> Goal
Write out exactly the lines running from the one that contains "of the grassy" through the end of the material.

> Input
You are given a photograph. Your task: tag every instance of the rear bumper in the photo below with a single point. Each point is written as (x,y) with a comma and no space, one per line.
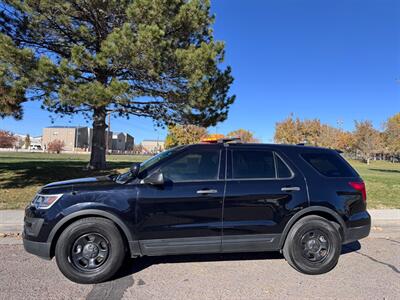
(41,249)
(352,234)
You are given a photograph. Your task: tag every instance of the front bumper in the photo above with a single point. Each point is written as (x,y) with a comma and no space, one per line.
(41,249)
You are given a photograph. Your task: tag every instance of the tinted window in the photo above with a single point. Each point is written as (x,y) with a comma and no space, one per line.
(253,164)
(281,168)
(201,165)
(328,164)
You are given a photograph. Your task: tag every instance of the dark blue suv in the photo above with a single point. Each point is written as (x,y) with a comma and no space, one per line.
(204,198)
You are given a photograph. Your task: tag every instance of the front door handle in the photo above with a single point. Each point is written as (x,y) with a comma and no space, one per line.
(290,189)
(205,192)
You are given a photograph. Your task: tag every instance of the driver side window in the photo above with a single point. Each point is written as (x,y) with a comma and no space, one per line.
(199,165)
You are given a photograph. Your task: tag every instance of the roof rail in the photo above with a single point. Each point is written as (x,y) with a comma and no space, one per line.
(228,140)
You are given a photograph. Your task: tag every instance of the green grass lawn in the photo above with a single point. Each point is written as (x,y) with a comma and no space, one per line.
(22,174)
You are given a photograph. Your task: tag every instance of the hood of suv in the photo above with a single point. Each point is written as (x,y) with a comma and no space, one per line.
(91,181)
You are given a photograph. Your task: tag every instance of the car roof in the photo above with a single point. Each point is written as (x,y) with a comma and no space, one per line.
(299,147)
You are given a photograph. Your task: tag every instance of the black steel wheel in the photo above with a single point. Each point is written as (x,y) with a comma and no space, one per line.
(90,250)
(313,245)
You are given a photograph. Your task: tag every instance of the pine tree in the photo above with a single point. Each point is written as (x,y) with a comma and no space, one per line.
(150,58)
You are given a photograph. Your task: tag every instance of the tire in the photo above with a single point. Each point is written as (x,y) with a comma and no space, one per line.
(313,245)
(90,250)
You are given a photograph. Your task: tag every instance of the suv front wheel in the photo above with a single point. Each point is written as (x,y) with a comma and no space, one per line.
(90,250)
(313,245)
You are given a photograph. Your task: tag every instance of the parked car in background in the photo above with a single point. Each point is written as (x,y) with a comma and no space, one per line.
(206,198)
(35,147)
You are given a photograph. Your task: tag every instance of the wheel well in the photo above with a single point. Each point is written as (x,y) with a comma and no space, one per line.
(323,214)
(69,222)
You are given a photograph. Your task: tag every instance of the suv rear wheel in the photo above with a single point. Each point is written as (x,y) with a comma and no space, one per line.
(90,250)
(313,245)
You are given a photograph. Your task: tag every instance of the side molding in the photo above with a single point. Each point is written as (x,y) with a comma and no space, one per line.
(308,210)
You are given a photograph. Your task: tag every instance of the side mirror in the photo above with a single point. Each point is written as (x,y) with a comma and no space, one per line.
(135,169)
(156,178)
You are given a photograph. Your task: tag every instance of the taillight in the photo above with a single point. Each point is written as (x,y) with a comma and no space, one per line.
(359,186)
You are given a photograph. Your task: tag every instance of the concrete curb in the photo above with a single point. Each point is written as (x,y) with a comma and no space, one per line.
(11,221)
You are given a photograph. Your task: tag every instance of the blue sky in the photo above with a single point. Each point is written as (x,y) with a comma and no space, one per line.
(336,60)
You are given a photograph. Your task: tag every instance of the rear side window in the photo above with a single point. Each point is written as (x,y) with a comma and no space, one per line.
(281,169)
(329,164)
(201,165)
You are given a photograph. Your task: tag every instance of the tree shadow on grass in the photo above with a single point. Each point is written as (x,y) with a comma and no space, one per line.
(40,172)
(385,170)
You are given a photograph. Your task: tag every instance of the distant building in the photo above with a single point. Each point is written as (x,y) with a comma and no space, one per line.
(122,142)
(152,146)
(80,139)
(35,142)
(74,138)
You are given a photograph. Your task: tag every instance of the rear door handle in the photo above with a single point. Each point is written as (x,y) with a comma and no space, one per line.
(290,189)
(205,192)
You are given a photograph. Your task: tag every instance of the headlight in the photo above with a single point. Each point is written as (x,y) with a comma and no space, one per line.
(45,201)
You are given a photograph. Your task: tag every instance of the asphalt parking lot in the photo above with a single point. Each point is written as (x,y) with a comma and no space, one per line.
(369,269)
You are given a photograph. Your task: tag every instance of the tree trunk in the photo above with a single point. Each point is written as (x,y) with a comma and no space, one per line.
(98,153)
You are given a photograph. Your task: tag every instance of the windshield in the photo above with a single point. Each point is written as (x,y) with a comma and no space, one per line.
(122,178)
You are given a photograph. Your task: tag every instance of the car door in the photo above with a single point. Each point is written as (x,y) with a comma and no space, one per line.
(262,192)
(184,215)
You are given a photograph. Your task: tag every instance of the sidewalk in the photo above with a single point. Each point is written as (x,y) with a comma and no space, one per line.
(11,221)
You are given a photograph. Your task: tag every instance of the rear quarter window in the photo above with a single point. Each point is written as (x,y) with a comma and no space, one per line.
(329,164)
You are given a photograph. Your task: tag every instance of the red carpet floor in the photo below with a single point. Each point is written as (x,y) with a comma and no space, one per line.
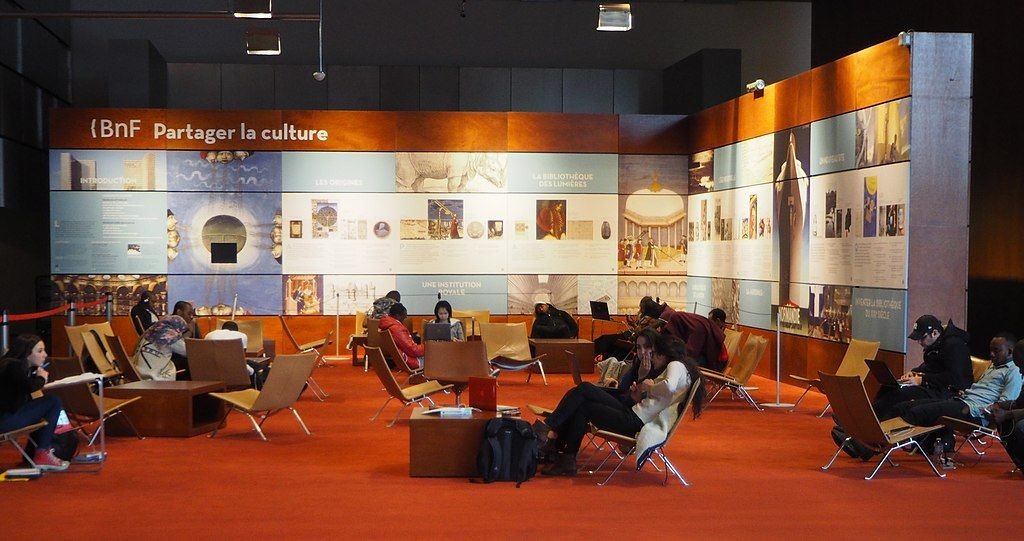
(753,474)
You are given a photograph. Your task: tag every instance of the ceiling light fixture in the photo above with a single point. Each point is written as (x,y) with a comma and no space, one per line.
(252,8)
(614,17)
(263,42)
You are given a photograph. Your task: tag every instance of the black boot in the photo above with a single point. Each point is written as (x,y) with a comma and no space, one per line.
(564,464)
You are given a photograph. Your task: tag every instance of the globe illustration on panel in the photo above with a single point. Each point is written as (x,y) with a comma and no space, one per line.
(224,229)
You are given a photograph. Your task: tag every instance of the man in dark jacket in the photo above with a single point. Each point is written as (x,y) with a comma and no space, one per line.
(943,374)
(550,322)
(705,337)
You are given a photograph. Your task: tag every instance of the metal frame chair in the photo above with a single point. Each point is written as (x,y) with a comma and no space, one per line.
(852,365)
(508,348)
(626,446)
(738,373)
(11,437)
(281,391)
(407,396)
(854,412)
(305,348)
(84,408)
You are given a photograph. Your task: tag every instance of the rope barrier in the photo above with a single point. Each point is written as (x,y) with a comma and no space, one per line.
(38,315)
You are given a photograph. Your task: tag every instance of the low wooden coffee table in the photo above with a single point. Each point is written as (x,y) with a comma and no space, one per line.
(444,447)
(171,409)
(555,362)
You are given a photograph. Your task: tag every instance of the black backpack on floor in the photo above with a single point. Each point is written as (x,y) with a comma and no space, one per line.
(508,451)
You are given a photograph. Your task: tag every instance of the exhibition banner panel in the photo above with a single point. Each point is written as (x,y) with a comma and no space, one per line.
(450,234)
(563,173)
(632,288)
(451,172)
(109,233)
(651,233)
(342,233)
(562,234)
(653,173)
(744,163)
(883,133)
(755,303)
(348,294)
(478,292)
(108,170)
(223,171)
(858,226)
(596,287)
(730,234)
(215,294)
(335,171)
(524,291)
(881,315)
(792,153)
(219,233)
(833,144)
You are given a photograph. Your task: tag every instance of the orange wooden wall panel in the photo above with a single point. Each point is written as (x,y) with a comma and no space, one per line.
(652,134)
(71,128)
(561,132)
(452,131)
(348,130)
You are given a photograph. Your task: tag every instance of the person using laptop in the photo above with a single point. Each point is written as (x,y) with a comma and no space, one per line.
(1001,381)
(705,337)
(442,314)
(670,374)
(944,373)
(22,373)
(412,352)
(550,322)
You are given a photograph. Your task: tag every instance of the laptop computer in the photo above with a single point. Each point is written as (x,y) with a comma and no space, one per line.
(599,310)
(881,372)
(437,331)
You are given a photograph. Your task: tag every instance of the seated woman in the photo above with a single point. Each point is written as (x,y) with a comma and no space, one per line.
(157,345)
(22,373)
(392,323)
(550,322)
(663,375)
(442,314)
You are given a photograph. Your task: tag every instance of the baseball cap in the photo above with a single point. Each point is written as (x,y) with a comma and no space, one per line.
(925,325)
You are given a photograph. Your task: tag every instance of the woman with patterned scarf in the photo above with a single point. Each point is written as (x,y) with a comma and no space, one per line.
(153,357)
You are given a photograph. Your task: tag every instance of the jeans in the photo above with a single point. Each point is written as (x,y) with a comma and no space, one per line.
(588,403)
(47,408)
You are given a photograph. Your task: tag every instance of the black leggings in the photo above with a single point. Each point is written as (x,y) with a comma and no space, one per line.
(588,403)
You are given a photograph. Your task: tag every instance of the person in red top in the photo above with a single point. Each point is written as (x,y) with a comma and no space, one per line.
(392,323)
(705,337)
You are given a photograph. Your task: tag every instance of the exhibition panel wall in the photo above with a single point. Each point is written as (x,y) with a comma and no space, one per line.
(788,208)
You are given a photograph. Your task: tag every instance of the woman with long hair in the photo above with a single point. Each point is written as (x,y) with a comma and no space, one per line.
(442,314)
(153,358)
(22,373)
(663,375)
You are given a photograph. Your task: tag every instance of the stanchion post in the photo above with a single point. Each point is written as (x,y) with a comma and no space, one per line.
(5,336)
(778,365)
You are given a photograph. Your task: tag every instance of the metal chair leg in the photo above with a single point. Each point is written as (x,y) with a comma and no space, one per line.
(381,410)
(801,399)
(297,418)
(838,451)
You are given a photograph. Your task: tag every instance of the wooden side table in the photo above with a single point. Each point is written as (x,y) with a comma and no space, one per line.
(170,409)
(444,447)
(555,362)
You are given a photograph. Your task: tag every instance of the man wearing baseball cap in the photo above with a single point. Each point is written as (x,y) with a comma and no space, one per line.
(944,373)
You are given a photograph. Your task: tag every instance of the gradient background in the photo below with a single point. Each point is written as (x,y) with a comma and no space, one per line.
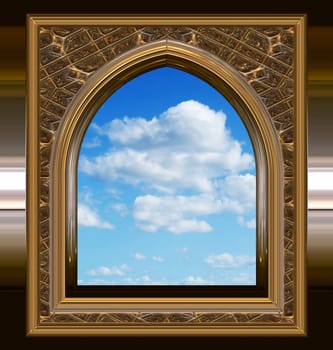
(12,152)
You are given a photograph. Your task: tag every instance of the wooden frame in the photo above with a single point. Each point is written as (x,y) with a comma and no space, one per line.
(74,62)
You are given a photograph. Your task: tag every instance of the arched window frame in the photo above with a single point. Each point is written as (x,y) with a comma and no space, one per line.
(60,207)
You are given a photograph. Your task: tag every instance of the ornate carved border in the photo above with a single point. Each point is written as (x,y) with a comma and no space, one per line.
(268,54)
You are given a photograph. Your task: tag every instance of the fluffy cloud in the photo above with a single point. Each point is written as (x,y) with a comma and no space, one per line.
(226,260)
(139,256)
(187,148)
(90,218)
(109,271)
(176,214)
(188,139)
(158,258)
(238,193)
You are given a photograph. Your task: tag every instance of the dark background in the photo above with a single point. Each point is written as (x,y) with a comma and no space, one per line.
(12,299)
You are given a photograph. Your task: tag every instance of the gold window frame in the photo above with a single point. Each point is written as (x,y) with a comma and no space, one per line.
(74,63)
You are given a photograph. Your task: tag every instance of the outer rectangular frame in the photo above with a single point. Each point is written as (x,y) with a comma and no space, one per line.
(50,312)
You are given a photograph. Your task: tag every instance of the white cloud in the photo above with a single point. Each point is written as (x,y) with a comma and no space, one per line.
(238,193)
(188,147)
(109,271)
(247,223)
(120,208)
(226,260)
(139,256)
(90,218)
(144,280)
(175,214)
(196,281)
(189,138)
(158,258)
(183,250)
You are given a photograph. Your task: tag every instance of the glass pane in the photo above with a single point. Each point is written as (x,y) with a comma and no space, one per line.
(166,187)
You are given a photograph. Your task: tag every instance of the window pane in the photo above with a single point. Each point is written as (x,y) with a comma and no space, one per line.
(166,187)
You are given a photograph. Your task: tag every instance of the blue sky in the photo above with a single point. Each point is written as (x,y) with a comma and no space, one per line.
(166,187)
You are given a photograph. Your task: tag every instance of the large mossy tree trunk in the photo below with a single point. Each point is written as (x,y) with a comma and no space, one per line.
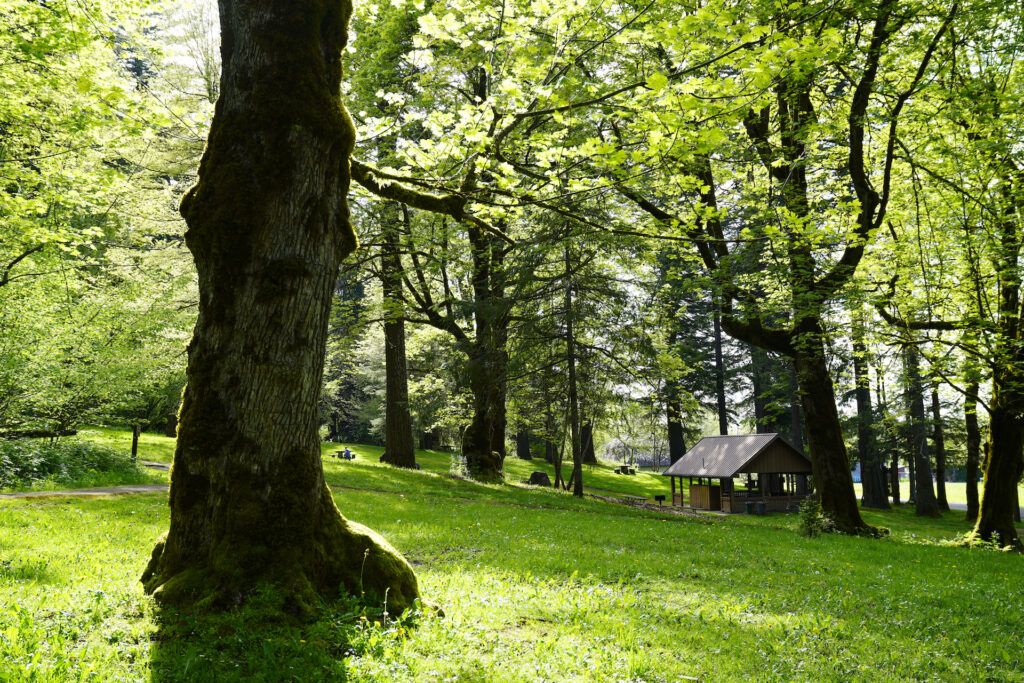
(829,462)
(1005,462)
(924,499)
(483,440)
(267,227)
(587,442)
(723,413)
(522,444)
(939,441)
(876,494)
(674,414)
(399,449)
(796,415)
(973,447)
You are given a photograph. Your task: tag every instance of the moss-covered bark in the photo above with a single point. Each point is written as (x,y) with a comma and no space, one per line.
(267,226)
(829,462)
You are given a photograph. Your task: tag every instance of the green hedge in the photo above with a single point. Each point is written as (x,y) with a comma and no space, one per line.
(67,463)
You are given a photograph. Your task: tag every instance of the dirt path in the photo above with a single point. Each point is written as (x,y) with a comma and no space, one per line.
(152,487)
(100,491)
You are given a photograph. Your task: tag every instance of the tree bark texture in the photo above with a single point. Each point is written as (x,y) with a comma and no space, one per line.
(829,462)
(399,450)
(757,383)
(924,502)
(483,440)
(872,475)
(973,449)
(522,445)
(939,440)
(587,442)
(1006,432)
(572,388)
(674,414)
(267,227)
(1006,460)
(723,414)
(796,415)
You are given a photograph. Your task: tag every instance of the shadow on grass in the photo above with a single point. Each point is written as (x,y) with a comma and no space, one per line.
(32,570)
(258,641)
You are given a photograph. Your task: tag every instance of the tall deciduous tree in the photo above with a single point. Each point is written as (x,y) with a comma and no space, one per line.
(268,227)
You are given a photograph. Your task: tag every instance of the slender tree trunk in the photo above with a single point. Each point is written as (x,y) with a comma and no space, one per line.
(925,503)
(757,381)
(911,465)
(1006,463)
(587,442)
(134,441)
(973,449)
(894,478)
(1006,430)
(483,440)
(674,413)
(723,415)
(829,462)
(871,470)
(399,450)
(267,227)
(938,438)
(796,415)
(573,392)
(522,444)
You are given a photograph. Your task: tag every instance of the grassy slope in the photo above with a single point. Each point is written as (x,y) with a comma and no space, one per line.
(537,586)
(955,492)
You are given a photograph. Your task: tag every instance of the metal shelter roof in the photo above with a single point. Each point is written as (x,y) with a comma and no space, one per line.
(724,457)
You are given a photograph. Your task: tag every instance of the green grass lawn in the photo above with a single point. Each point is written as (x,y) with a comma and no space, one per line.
(955,492)
(536,586)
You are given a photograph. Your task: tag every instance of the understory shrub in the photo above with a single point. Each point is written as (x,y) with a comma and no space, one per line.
(27,463)
(813,520)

> The reply
You are given a photograph. Your task: tag every instance of the grassy slope in the photo above with a single point. Each point is written as (x,y) with a comma and no space, one per line.
(537,586)
(955,492)
You are given a photograph. Your task: tag every instance of the metal shelter roof in the photo above with a single point. Each point is written as (x,y) with a comma and no space, one per line.
(724,457)
You are given a photograph. Your task: tag every instance of the green grass lawn in the photo above with a single point. Each point is written as (x,y) with a comma and no space, one per line.
(955,492)
(536,586)
You are given a photograph. Your task: tag every instance of the understory shrub in the photo above with a single point. Each point is written as (x,y) with a comma and no space, one per line.
(27,463)
(813,520)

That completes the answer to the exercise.